Dataset entries:

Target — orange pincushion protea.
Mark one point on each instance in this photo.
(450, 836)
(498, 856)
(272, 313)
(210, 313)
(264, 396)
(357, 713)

#### [PROBLEM TO WORK ON]
Retype the data exactly.

#### [SOLUTION TO THE PROBLEM]
Target — orange pincushion protea.
Mark one point on each instance in this photo.
(450, 836)
(498, 856)
(272, 313)
(210, 313)
(264, 396)
(357, 713)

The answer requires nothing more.